→ **Stored dataset items**:
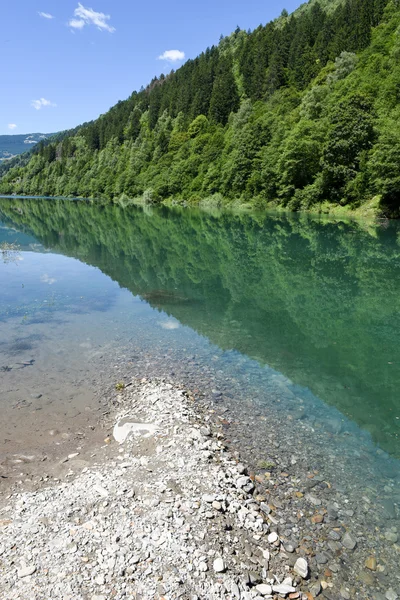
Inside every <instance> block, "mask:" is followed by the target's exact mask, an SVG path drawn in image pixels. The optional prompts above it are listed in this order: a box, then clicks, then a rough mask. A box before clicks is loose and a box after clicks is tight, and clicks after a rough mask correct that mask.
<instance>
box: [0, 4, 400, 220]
mask: <svg viewBox="0 0 400 600" xmlns="http://www.w3.org/2000/svg"><path fill="white" fill-rule="evenodd" d="M399 27H400V8H399V3H398V1H397V0H343V1H335V0H319V2H318V1H310V2H308V3H305V5H303V6H302V7H301V8H300V9H299V10H298V11H296V12H295V13H294V14H292V15H290V16H289V15H287V14H286V13H284V14H283V15H282V16H281V18H280V19H277V20H275V21H272V22H270V23H268V24H266V25H265V26H261V25H260V26H259V27H257V29H255V30H254V31H251V32H246V31H244V30H241V29H240V28H237V30H236V31H235V32H233V33H232V34H231V35H229V36H227V37H224V38H222V39H221V40H220V42H219V44H218V45H216V46H212V47H211V48H207V49H206V50H205V51H204V52H203V53H201V54H200V55H199V56H198V57H197V58H195V59H194V60H188V61H187V62H186V63H185V64H184V65H182V67H180V68H179V69H177V70H176V71H172V72H171V73H168V74H166V75H165V74H161V75H160V76H159V77H155V78H154V79H153V80H152V81H151V82H150V83H149V85H148V86H147V87H146V88H145V89H142V90H141V91H139V92H133V93H132V95H131V96H130V97H129V98H128V99H127V100H125V101H121V102H118V103H117V104H116V105H115V106H114V107H112V108H111V109H110V110H109V111H108V112H106V113H105V114H103V115H101V116H100V117H99V118H98V119H96V120H95V121H92V122H90V123H84V124H83V125H82V126H80V127H77V128H76V129H74V130H69V131H66V132H62V133H60V134H58V135H56V136H54V137H53V138H50V139H49V140H45V141H43V142H41V143H40V144H38V145H37V146H35V147H34V148H33V149H32V151H31V152H30V153H27V154H24V155H22V156H20V157H16V158H14V159H11V160H9V161H5V163H4V164H3V165H1V166H0V178H1V179H0V193H3V194H24V195H30V194H33V195H45V196H68V197H74V196H75V197H76V196H80V197H84V198H104V199H107V200H113V199H119V200H121V201H123V202H126V201H129V199H131V200H132V199H135V198H141V199H142V200H143V201H145V202H153V203H160V202H163V201H169V202H172V201H175V202H183V201H184V202H187V203H189V204H198V203H202V204H205V205H207V206H215V205H224V204H226V203H228V204H230V205H234V206H252V207H255V208H258V209H263V208H266V207H275V208H276V207H278V208H286V209H289V210H306V211H307V210H310V211H317V212H319V211H322V212H327V211H328V212H333V214H337V213H339V214H342V213H345V214H347V212H348V211H349V209H350V211H357V214H361V215H364V214H367V215H381V216H384V217H397V218H398V217H399V216H400V208H399V207H400V178H399V175H398V164H399V156H400V142H399V140H400V125H399V123H400V121H399V91H398V90H399V77H400V70H399V69H400V67H399V64H400V63H399V56H400V41H399V40H400V38H399V35H398V32H399Z"/></svg>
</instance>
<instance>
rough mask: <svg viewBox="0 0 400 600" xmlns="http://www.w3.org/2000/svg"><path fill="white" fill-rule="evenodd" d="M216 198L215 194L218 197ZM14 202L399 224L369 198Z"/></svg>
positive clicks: (101, 198)
mask: <svg viewBox="0 0 400 600" xmlns="http://www.w3.org/2000/svg"><path fill="white" fill-rule="evenodd" d="M217 195H218V194H217ZM2 198H3V199H16V200H24V199H30V200H46V201H48V200H65V201H70V202H89V203H91V202H99V203H104V204H108V203H110V204H119V205H120V206H122V207H123V208H127V207H128V206H131V205H132V206H140V207H142V208H143V209H146V208H148V209H151V208H152V207H154V208H157V207H160V206H165V207H168V208H181V209H186V208H189V209H190V208H191V209H198V210H202V211H204V212H213V211H216V212H217V213H219V212H224V211H225V212H232V213H238V214H249V215H251V214H254V215H259V214H268V213H271V214H277V215H291V214H292V215H299V216H307V217H310V218H314V219H316V218H318V219H326V220H330V221H333V222H335V221H336V222H339V223H340V222H350V223H351V222H356V223H365V224H366V225H372V224H379V223H382V222H387V221H398V220H399V217H398V216H386V214H384V212H383V208H382V207H381V206H380V199H379V196H377V197H374V198H372V199H371V200H369V201H367V202H365V203H364V204H361V205H360V206H358V207H356V208H351V207H349V206H341V205H338V204H333V203H330V202H328V201H322V202H318V203H316V204H315V205H313V206H311V207H310V208H301V209H299V210H296V211H294V210H292V209H290V208H287V207H285V206H282V205H279V204H277V203H276V202H274V201H270V202H268V203H267V204H266V205H265V206H263V207H262V208H260V207H259V206H253V205H251V204H249V203H246V202H243V201H240V200H238V199H233V200H228V199H226V198H223V197H222V196H221V199H219V200H218V201H213V200H212V199H211V200H209V199H207V198H204V199H200V200H196V201H195V202H194V201H186V200H182V199H175V198H166V199H163V200H160V201H159V202H149V201H146V200H144V199H143V198H142V197H141V196H140V197H136V198H125V197H120V198H118V197H112V198H111V197H110V198H107V197H99V198H87V197H84V196H41V195H36V196H35V195H21V194H15V195H13V194H11V195H8V194H0V199H2Z"/></svg>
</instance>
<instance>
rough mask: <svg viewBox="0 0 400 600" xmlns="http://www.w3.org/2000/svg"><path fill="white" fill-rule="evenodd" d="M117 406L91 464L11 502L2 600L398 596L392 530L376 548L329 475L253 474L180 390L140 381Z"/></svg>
mask: <svg viewBox="0 0 400 600" xmlns="http://www.w3.org/2000/svg"><path fill="white" fill-rule="evenodd" d="M121 388H122V385H121ZM115 404H116V409H115V411H114V415H113V417H112V420H110V422H108V423H107V424H106V429H109V435H108V437H106V438H105V441H104V445H103V446H102V447H101V449H99V450H98V452H97V453H96V459H95V461H94V460H93V461H92V463H89V464H86V465H85V466H83V464H80V463H79V459H78V460H76V459H75V457H74V456H71V461H70V466H71V473H70V475H72V474H73V473H74V474H75V476H74V477H71V478H68V477H66V481H65V482H60V481H57V482H56V483H55V484H53V485H52V486H49V487H42V488H41V489H39V490H37V491H35V492H22V493H21V492H20V493H12V494H10V495H9V496H8V497H7V498H6V499H5V502H4V501H3V502H2V508H1V509H0V585H1V590H2V592H1V597H2V599H3V600H26V599H28V598H29V599H31V598H32V599H35V600H42V599H45V598H46V599H48V598H52V600H58V599H62V600H108V599H110V598H113V599H114V598H115V599H116V600H119V599H121V600H122V599H127V598H143V599H145V598H152V599H154V598H155V599H159V600H162V599H164V600H173V599H176V598H182V599H190V600H195V599H198V600H200V599H219V598H224V599H226V600H229V599H231V600H233V599H238V600H240V599H243V600H250V599H255V600H261V599H262V598H274V599H278V598H289V599H293V600H294V599H297V598H299V599H301V600H312V599H313V598H316V597H321V598H328V599H331V600H334V599H335V600H336V599H340V598H344V599H348V600H350V599H352V600H353V599H354V598H360V599H363V600H365V599H366V598H373V599H374V600H396V599H397V598H398V592H399V588H400V581H399V571H398V564H399V563H398V560H397V559H398V550H399V548H398V546H397V532H396V529H395V528H391V529H389V528H388V530H387V532H386V534H385V535H386V551H385V552H384V551H383V550H382V548H381V547H380V551H379V553H377V551H376V549H375V548H374V547H371V546H370V545H369V540H368V537H367V536H366V532H363V531H362V530H360V527H359V526H358V525H357V527H354V526H353V527H352V519H351V514H352V508H353V507H352V506H349V504H346V501H345V500H344V501H343V504H342V503H341V502H340V501H339V498H340V496H338V494H337V493H336V492H335V494H332V493H331V492H333V490H332V486H331V484H329V482H322V481H320V480H319V478H318V475H317V474H308V475H307V476H306V478H305V479H304V480H301V481H300V479H299V478H296V477H295V476H291V475H290V473H289V472H284V471H278V470H277V471H274V472H273V473H271V472H270V471H269V470H268V469H269V468H270V466H269V465H268V464H264V465H260V471H259V472H258V473H254V472H251V471H250V470H248V469H247V468H246V466H245V465H244V464H242V463H241V462H240V456H239V454H238V453H237V452H235V451H234V450H233V449H232V448H231V447H230V446H229V444H228V443H227V440H226V439H225V437H224V433H223V421H224V418H223V416H219V415H218V414H217V412H216V411H215V410H214V409H213V408H210V405H207V404H202V403H201V402H199V401H195V399H194V397H193V396H192V395H191V393H190V392H187V391H184V390H182V389H181V388H179V387H178V386H177V385H176V384H173V383H169V382H167V381H165V380H161V379H157V380H149V379H147V380H146V379H134V380H132V381H130V382H127V383H126V384H125V386H124V389H121V390H120V393H118V395H117V397H116V399H115ZM108 418H109V417H108ZM288 471H290V469H288ZM304 481H306V482H308V483H304ZM46 485H47V486H48V485H49V484H48V483H46V484H44V486H46ZM387 510H390V511H392V512H393V511H394V512H393V514H391V515H389V518H390V519H396V516H397V513H396V508H395V507H387ZM396 557H397V558H396ZM396 565H397V567H396Z"/></svg>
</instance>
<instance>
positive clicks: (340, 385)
mask: <svg viewBox="0 0 400 600" xmlns="http://www.w3.org/2000/svg"><path fill="white" fill-rule="evenodd" d="M2 242H8V243H13V244H16V245H17V246H18V251H17V252H15V253H11V254H10V255H5V254H3V260H0V405H1V410H2V414H3V419H2V422H1V425H0V434H1V436H0V437H1V440H2V441H1V444H0V451H1V454H2V460H3V463H4V464H6V461H7V460H9V459H10V456H14V455H15V453H16V452H19V453H22V452H24V453H35V452H36V453H38V452H39V451H41V452H44V451H45V450H47V449H48V447H50V446H51V444H59V443H61V441H60V438H59V437H57V436H59V435H61V433H62V434H63V435H64V436H65V438H67V437H68V436H70V435H71V436H77V435H79V434H80V432H81V431H82V430H83V429H84V428H87V427H90V426H91V425H93V423H95V422H96V421H97V420H98V417H99V416H100V415H101V414H102V413H103V412H104V411H106V410H107V406H106V404H105V402H104V398H103V399H102V398H101V397H100V395H99V393H98V390H99V388H100V387H101V388H102V389H108V388H109V389H114V388H115V385H116V383H118V382H119V381H121V380H122V381H123V378H124V376H125V373H126V372H127V371H128V370H129V373H130V374H131V375H134V376H137V377H148V376H150V377H151V376H161V377H169V378H173V379H176V380H178V381H180V382H181V383H182V384H183V385H185V386H187V387H189V388H190V389H191V390H192V393H193V394H194V396H198V397H201V398H202V399H205V400H207V401H210V403H212V405H213V406H215V407H216V410H217V411H219V412H220V413H221V414H222V415H225V418H223V417H221V419H222V422H223V423H224V425H226V429H227V431H228V432H229V436H230V440H231V442H232V444H233V445H237V447H238V448H239V449H240V451H241V452H243V453H244V455H245V456H247V459H248V460H249V461H252V462H253V464H254V465H257V463H258V464H260V463H259V461H260V460H263V461H264V462H265V461H266V464H267V463H268V464H271V466H272V467H273V465H274V463H277V462H278V463H280V464H281V466H285V465H287V466H288V468H291V469H293V470H296V469H298V471H299V473H300V472H301V471H305V470H307V469H308V470H312V472H315V473H319V474H320V475H319V476H320V477H321V478H322V479H324V478H325V479H326V480H328V478H329V481H330V482H333V483H334V485H336V488H337V490H340V491H342V490H345V491H346V494H347V495H348V498H350V502H354V505H357V503H358V500H359V497H360V494H361V495H362V497H363V498H367V500H368V502H369V503H372V504H373V506H374V507H375V508H376V506H378V505H379V502H383V504H381V505H380V506H381V508H382V511H383V512H379V510H374V516H373V517H372V516H371V519H372V520H371V526H375V527H376V526H377V523H378V525H379V524H380V523H381V522H383V520H384V519H386V518H387V514H386V513H387V511H388V510H389V509H388V506H389V507H391V506H392V507H393V506H394V505H395V504H397V503H398V502H399V501H400V497H399V487H398V483H399V480H400V468H399V464H400V462H399V460H398V459H399V458H400V394H399V389H400V344H399V340H400V225H399V223H396V222H391V223H389V222H384V223H381V224H376V225H374V224H365V223H364V224H363V223H357V222H348V223H344V222H332V221H327V220H323V219H318V218H313V217H311V216H304V215H302V216H301V215H294V214H293V215H292V214H285V215H282V214H278V215H275V214H232V213H217V212H216V213H215V214H213V213H205V212H201V211H199V210H191V209H185V210H183V209H178V208H171V209H167V208H153V207H144V208H141V207H134V206H129V207H125V208H124V207H121V206H119V205H113V204H103V203H100V202H99V203H96V202H89V201H68V200H50V199H48V200H46V199H11V198H8V199H7V198H3V199H0V243H2ZM107 386H108V388H107ZM57 440H58V441H57ZM43 449H45V450H43ZM39 453H40V452H39ZM4 461H5V462H4ZM322 479H321V480H322ZM325 479H324V480H325ZM330 485H331V484H330ZM367 500H365V502H367ZM393 510H394V508H393V509H392V508H390V511H392V512H393ZM385 511H386V513H385ZM385 514H386V516H385ZM367 522H368V519H367V520H366V518H365V515H360V527H364V526H366V525H365V523H367Z"/></svg>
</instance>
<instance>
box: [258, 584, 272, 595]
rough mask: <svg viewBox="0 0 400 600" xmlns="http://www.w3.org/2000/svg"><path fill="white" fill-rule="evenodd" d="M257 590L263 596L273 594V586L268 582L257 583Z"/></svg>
mask: <svg viewBox="0 0 400 600" xmlns="http://www.w3.org/2000/svg"><path fill="white" fill-rule="evenodd" d="M256 590H257V592H258V593H259V594H261V596H270V595H271V594H272V586H270V585H267V584H266V583H260V584H259V585H256Z"/></svg>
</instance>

→ **WORK ITEM**:
The number of lines above containing the word "clicks" is all that should be returned.

→ **ANSWER AREA**:
3